- [Exercise description] Which lines in the records below contain the string "building"? List each one in full, treating uppercase and lowercase as different.

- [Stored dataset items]
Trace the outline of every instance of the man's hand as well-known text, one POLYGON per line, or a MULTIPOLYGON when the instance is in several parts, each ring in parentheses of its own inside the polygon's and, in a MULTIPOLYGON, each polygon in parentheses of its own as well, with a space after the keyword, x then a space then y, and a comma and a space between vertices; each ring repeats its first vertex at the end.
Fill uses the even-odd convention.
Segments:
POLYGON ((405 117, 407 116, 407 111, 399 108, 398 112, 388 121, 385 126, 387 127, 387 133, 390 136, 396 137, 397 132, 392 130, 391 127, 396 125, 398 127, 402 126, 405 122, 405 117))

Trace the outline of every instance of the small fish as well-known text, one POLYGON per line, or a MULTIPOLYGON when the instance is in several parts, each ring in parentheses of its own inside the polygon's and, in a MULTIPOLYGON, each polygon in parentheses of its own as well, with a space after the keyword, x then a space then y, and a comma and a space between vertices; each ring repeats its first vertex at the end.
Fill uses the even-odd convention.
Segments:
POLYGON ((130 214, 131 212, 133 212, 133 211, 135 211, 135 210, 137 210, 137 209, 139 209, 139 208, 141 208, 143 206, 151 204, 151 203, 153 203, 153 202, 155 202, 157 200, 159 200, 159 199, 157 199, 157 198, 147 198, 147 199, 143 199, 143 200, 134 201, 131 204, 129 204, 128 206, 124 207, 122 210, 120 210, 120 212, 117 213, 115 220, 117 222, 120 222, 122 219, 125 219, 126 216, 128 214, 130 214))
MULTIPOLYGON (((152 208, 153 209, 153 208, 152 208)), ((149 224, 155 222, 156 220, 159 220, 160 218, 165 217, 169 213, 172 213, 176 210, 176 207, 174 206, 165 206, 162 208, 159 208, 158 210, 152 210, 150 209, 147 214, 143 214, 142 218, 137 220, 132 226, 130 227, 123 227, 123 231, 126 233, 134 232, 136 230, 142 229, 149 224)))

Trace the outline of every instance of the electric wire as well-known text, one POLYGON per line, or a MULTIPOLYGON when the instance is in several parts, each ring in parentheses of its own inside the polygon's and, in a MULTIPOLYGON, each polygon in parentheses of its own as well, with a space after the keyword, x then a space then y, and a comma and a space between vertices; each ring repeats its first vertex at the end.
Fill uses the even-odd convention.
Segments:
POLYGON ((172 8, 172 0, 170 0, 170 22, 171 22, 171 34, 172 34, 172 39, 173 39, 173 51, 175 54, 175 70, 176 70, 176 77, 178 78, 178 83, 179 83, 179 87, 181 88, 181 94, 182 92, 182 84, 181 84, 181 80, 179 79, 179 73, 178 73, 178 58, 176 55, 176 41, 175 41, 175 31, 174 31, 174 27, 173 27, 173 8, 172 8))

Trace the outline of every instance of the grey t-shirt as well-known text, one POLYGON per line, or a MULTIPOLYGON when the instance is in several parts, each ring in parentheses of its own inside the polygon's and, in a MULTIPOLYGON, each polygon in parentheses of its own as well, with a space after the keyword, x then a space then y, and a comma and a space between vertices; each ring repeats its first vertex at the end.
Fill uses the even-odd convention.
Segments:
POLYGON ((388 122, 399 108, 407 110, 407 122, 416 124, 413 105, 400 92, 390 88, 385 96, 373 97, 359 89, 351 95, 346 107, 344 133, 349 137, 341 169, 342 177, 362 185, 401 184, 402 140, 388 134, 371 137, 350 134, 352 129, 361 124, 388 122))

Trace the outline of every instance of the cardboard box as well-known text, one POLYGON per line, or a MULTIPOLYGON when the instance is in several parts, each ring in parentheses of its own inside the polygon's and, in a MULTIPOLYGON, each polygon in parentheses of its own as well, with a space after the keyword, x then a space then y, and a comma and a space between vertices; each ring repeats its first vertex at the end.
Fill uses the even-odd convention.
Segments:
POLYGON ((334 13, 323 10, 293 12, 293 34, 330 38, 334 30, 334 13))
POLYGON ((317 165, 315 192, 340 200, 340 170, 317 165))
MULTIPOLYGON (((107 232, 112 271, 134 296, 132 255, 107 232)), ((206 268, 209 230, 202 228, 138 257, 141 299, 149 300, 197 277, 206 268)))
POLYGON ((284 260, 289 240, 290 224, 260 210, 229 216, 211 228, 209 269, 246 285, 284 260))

* * *

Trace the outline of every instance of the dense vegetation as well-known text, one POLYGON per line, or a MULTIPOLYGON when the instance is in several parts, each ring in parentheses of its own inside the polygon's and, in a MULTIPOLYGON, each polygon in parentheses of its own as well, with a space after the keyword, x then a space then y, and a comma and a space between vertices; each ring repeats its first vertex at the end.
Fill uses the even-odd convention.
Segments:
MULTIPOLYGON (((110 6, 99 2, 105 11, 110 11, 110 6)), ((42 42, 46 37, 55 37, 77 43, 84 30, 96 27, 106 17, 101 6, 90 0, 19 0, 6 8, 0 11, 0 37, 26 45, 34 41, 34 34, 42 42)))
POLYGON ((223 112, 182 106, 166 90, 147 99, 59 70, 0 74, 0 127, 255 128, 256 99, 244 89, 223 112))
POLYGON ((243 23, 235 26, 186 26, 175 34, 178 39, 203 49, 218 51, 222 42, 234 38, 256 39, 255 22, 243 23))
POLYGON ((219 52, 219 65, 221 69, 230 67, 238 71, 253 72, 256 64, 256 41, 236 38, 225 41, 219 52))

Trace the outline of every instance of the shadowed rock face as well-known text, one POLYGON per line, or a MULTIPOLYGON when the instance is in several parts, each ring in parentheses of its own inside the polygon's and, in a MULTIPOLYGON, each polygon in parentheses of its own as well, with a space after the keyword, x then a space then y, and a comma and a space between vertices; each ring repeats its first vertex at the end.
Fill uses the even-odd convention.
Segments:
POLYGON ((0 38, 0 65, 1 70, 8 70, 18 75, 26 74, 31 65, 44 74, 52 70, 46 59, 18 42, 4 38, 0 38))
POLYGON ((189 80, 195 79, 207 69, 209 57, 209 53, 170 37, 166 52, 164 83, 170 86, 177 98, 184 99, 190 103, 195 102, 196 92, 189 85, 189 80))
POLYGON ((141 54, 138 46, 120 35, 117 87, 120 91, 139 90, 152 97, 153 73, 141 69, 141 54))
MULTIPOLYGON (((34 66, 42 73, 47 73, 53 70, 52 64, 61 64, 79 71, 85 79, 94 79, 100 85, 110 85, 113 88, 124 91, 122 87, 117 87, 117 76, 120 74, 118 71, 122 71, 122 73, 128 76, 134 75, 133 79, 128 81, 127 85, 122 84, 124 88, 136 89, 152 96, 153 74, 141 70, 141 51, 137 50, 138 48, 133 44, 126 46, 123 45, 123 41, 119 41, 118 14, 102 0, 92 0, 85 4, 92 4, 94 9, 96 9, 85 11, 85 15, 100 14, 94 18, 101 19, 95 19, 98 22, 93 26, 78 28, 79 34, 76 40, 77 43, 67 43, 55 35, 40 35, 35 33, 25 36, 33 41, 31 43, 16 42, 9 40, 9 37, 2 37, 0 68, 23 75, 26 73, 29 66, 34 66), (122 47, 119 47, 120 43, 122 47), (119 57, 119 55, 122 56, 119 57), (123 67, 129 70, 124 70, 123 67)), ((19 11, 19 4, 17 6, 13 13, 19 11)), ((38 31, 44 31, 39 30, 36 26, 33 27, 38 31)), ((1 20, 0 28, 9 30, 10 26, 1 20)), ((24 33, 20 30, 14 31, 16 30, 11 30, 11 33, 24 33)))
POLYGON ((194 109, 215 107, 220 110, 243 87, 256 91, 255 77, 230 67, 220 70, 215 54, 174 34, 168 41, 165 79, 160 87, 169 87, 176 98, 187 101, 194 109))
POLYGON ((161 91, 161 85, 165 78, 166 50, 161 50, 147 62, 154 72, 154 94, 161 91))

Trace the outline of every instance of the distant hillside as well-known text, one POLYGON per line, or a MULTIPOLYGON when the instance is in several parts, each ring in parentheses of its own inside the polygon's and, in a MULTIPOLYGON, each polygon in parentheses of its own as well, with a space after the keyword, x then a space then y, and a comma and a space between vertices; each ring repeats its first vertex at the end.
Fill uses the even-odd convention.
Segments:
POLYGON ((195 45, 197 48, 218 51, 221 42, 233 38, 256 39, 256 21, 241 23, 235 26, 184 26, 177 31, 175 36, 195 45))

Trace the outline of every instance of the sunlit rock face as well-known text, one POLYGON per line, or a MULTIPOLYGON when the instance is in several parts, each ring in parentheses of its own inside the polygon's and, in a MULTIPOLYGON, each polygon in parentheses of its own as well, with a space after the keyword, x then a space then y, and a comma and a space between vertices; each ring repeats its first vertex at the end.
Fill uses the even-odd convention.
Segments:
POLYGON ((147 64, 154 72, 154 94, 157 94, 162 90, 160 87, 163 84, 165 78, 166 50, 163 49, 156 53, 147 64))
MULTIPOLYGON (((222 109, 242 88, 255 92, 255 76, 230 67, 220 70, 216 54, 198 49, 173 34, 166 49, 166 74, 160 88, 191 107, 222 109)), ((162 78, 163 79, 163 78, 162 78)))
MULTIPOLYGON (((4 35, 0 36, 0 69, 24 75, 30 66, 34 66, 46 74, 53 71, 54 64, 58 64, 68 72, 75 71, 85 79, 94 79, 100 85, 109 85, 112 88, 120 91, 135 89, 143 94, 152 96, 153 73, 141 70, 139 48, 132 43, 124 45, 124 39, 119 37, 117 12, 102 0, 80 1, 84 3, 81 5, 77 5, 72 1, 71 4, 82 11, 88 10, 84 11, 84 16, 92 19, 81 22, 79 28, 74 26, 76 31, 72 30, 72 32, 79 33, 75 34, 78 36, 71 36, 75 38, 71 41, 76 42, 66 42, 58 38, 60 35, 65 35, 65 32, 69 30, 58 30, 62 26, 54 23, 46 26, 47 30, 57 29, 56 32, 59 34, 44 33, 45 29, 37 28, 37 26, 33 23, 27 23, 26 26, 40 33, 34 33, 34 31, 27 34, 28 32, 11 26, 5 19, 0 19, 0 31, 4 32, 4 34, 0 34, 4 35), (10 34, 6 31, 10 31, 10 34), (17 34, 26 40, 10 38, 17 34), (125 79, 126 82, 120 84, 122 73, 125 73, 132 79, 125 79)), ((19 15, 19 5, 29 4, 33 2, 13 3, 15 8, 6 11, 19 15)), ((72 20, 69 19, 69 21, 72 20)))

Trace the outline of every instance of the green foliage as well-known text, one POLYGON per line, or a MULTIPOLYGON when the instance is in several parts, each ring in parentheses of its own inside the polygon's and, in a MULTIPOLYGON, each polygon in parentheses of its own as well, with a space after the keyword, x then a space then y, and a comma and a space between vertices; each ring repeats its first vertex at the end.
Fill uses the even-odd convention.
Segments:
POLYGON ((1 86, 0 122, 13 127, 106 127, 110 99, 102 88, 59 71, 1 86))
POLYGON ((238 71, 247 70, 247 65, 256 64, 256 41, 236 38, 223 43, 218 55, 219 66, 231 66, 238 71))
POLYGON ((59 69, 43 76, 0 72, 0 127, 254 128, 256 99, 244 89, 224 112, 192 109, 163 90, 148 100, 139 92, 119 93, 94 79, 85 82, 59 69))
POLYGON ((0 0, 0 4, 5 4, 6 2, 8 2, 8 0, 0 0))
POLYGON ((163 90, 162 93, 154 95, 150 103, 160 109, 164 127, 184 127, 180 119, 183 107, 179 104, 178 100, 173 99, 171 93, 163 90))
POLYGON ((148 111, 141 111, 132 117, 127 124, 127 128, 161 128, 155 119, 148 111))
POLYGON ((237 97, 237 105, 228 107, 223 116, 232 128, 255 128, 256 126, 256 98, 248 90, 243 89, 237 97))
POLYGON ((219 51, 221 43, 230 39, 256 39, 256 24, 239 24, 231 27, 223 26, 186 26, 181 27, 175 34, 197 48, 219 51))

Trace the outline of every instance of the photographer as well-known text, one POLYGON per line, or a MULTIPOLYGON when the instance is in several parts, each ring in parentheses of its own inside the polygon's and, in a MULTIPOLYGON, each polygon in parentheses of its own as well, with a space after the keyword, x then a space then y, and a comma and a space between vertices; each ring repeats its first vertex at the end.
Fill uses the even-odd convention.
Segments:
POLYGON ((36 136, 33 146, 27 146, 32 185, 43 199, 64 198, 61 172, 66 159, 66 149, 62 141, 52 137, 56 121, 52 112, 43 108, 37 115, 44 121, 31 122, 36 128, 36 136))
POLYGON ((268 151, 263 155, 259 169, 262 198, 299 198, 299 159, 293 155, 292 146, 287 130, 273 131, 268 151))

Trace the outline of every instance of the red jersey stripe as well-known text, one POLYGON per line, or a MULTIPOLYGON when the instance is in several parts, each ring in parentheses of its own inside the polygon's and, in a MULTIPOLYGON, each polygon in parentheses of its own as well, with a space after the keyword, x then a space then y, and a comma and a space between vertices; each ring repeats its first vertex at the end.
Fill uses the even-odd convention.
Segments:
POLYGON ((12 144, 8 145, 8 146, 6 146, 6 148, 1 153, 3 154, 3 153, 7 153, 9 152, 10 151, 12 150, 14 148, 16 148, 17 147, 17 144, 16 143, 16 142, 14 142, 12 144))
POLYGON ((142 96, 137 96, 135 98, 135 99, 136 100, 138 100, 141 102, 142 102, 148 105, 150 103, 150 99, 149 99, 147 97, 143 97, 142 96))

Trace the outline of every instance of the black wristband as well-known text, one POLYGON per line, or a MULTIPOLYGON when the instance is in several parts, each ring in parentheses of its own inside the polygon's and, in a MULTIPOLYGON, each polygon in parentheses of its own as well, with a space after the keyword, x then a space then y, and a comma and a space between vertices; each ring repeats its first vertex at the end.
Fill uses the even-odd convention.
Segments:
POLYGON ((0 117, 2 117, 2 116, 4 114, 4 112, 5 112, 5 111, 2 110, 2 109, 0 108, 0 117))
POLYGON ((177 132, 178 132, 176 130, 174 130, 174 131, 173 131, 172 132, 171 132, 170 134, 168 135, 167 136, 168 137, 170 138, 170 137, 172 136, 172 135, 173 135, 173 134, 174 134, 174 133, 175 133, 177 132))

* * *

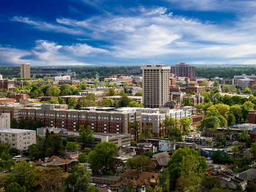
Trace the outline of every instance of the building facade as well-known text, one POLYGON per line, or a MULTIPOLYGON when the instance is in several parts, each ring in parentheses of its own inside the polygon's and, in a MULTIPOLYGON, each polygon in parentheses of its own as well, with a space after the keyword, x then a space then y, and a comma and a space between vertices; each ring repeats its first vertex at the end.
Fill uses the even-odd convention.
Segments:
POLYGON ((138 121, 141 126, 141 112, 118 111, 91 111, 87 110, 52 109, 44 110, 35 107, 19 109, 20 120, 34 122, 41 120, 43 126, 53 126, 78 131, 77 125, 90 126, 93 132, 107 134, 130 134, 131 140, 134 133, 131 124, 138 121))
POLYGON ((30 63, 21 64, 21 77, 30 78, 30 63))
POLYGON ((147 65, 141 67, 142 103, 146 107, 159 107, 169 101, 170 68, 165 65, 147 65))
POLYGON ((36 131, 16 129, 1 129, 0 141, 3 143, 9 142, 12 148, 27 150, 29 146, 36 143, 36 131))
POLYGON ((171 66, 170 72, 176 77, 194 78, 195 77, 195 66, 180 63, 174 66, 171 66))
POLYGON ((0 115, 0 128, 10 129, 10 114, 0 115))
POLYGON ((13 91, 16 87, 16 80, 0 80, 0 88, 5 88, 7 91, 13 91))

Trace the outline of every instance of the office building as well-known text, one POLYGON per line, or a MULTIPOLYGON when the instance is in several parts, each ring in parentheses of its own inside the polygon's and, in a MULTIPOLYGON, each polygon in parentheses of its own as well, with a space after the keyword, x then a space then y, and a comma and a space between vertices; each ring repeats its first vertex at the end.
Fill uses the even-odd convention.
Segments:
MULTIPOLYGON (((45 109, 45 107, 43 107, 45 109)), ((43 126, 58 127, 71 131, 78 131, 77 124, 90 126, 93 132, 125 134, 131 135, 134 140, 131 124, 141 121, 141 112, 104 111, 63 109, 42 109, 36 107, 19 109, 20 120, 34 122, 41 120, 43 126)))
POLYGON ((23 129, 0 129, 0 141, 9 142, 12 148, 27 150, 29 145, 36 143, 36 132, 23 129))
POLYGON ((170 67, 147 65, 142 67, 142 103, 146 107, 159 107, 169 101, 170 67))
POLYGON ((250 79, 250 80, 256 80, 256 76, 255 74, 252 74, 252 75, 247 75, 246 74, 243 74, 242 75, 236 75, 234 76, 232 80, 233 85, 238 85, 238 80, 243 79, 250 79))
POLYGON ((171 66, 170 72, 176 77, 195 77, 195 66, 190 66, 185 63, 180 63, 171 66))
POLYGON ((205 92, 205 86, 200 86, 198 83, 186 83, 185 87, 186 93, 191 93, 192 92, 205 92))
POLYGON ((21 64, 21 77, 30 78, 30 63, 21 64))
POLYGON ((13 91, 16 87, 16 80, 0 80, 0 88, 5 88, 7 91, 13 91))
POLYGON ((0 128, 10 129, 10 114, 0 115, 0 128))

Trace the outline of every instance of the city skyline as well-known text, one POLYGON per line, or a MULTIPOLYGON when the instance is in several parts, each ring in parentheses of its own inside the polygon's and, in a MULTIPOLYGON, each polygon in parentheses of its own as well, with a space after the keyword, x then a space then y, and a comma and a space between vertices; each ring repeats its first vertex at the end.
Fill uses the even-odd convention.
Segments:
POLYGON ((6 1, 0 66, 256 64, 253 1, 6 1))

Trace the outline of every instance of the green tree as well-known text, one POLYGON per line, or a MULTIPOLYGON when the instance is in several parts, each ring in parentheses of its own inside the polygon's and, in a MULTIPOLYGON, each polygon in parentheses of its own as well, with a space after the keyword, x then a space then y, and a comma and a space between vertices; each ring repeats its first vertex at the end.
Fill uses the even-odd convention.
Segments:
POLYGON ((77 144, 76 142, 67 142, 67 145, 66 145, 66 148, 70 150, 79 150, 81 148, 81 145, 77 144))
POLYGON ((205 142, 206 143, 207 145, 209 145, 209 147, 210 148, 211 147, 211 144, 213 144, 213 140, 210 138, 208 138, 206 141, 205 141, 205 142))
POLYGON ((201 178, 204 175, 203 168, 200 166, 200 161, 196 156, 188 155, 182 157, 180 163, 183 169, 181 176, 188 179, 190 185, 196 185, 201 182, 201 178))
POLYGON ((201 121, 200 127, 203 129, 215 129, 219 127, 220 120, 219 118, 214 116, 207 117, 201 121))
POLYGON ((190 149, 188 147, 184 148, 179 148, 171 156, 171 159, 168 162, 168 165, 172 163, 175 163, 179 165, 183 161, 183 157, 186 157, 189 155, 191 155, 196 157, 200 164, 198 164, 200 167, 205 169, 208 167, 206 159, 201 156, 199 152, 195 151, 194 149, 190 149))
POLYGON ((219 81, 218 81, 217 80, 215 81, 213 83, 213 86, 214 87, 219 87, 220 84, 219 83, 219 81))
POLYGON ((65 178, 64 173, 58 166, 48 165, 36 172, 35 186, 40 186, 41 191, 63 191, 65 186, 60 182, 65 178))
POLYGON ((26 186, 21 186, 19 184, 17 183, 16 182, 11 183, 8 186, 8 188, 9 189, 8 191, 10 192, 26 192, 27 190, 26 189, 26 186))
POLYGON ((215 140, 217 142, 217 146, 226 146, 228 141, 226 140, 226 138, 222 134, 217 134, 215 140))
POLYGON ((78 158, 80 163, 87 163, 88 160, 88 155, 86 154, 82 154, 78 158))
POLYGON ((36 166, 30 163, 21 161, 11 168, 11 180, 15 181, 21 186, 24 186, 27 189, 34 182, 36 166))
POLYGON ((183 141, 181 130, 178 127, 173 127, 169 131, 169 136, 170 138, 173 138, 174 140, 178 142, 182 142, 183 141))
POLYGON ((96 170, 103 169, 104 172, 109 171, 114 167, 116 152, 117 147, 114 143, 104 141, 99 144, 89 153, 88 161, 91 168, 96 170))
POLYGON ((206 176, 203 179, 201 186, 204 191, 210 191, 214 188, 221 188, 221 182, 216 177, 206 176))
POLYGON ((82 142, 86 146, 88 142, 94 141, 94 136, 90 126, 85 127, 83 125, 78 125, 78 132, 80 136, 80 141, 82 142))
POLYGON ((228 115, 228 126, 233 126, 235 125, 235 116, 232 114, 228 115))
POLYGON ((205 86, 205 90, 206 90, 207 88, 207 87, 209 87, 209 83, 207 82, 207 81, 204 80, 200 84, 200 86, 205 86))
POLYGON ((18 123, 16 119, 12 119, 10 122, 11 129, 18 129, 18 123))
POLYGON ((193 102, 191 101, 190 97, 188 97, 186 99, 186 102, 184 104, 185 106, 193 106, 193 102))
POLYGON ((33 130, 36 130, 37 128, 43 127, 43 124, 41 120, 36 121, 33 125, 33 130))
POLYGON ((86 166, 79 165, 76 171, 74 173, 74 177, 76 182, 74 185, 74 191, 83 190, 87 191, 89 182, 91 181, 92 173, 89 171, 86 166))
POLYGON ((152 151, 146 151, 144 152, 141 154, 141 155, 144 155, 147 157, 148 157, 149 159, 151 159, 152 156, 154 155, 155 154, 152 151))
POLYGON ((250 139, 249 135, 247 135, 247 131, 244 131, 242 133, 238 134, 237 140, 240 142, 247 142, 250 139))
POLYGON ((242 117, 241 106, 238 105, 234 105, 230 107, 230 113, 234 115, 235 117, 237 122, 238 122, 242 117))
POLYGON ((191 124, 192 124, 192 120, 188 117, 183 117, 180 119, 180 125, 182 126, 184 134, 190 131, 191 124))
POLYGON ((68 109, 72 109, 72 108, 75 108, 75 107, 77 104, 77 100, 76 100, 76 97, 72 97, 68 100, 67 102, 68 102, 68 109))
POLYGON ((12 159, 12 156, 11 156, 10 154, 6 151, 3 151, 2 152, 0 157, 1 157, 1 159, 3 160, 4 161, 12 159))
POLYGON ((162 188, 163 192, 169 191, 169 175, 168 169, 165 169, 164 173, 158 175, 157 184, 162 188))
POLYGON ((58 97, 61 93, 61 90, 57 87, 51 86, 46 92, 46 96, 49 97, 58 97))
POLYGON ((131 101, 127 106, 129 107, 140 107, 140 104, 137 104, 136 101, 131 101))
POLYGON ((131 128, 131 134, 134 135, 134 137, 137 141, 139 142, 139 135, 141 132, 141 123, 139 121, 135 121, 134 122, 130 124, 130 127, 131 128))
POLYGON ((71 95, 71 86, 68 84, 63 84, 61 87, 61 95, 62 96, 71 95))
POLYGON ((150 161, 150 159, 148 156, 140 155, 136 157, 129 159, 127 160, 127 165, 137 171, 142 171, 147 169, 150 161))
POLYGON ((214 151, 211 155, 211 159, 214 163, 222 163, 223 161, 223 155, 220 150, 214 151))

- [Completed exercise]
Trace the outline of every instance of the building facade as well-known text, one POLYGON per line, or a MULTIPOLYGON when the instance is in several parts, each ring in parentheses of its own inside the polygon's and, in a MULTIPOLYGON, each polygon in parentheses of its own as well, with a space after the keyword, x then a space then y, and a comma and a space between vertices; each ring repeats its first vertex at the end.
Trace the outline of every instance of the office building as well-known text, one POLYGON per line, or a MULTIPOLYGON when the instance is in several parts, each ring in parentheses of its own inside the polygon's and, in a MULTIPOLYGON, each polygon in parentheses of its own as well, with a space after the keyword, x then a space then y, and a comma and a space between vertices; each ring repeats its first vertex at the end.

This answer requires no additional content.